• Task requirements
Your answer must be the line holding "box: [120, 216, 129, 248]" followed by every later line through the end of the entries, exactly as written.

• Source material
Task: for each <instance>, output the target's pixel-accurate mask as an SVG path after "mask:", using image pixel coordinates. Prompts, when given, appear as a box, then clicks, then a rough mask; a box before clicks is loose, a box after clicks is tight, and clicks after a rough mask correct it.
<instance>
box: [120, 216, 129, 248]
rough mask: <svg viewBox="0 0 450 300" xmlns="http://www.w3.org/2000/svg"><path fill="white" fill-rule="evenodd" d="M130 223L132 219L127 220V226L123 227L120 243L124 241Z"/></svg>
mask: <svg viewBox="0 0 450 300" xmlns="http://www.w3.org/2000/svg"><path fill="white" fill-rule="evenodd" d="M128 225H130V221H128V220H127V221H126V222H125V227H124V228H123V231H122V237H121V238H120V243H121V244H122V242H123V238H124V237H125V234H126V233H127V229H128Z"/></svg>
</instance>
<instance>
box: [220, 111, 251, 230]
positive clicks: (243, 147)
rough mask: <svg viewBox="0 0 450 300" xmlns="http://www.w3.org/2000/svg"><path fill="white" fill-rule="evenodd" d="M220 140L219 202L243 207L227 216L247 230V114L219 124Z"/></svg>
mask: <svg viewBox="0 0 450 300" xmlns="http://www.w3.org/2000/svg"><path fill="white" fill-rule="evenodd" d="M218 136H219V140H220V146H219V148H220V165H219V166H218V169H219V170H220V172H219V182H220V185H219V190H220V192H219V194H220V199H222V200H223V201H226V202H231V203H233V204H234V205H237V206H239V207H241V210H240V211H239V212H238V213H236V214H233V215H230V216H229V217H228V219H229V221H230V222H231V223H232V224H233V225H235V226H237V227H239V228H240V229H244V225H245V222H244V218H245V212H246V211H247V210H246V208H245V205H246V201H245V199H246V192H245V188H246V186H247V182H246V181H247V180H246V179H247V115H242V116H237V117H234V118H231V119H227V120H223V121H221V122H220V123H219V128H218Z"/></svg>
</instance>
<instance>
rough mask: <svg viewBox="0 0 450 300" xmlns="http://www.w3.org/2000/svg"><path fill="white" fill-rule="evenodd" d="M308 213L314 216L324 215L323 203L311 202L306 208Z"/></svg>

• Completed task
box: [120, 216, 129, 248]
rough mask: <svg viewBox="0 0 450 300" xmlns="http://www.w3.org/2000/svg"><path fill="white" fill-rule="evenodd" d="M130 223L132 219L127 220V226L123 227L120 243L124 241Z"/></svg>
mask: <svg viewBox="0 0 450 300" xmlns="http://www.w3.org/2000/svg"><path fill="white" fill-rule="evenodd" d="M128 225H130V221H128V220H127V221H126V222H125V227H124V228H123V231H122V237H121V238H120V243H121V244H122V242H123V238H124V237H125V234H126V233H127V229H128Z"/></svg>
</instance>
<instance>
box: [220, 111, 251, 230]
positive clicks: (243, 147)
rough mask: <svg viewBox="0 0 450 300" xmlns="http://www.w3.org/2000/svg"><path fill="white" fill-rule="evenodd" d="M220 140L219 202L243 207L227 216L247 230V114L219 124Z"/></svg>
mask: <svg viewBox="0 0 450 300" xmlns="http://www.w3.org/2000/svg"><path fill="white" fill-rule="evenodd" d="M218 136H219V140H220V146H219V148H220V165H219V166H218V169H219V170H220V172H219V182H220V185H219V190H220V192H219V194H220V199H222V200H223V201H226V202H231V203H233V204H234V205H237V206H239V207H241V210H240V211H239V212H238V213H236V214H233V215H230V216H229V217H228V219H229V221H230V222H231V223H232V224H233V225H235V226H237V227H239V228H240V229H244V225H245V222H244V218H245V212H246V211H247V210H246V208H245V205H246V201H245V199H246V192H245V188H246V186H247V182H246V181H247V180H246V179H247V115H242V116H237V117H234V118H231V119H227V120H223V121H221V122H220V123H219V128H218Z"/></svg>
</instance>
<instance>
rough mask: <svg viewBox="0 0 450 300" xmlns="http://www.w3.org/2000/svg"><path fill="white" fill-rule="evenodd" d="M308 213L314 216L324 215L323 203L311 202L306 208Z"/></svg>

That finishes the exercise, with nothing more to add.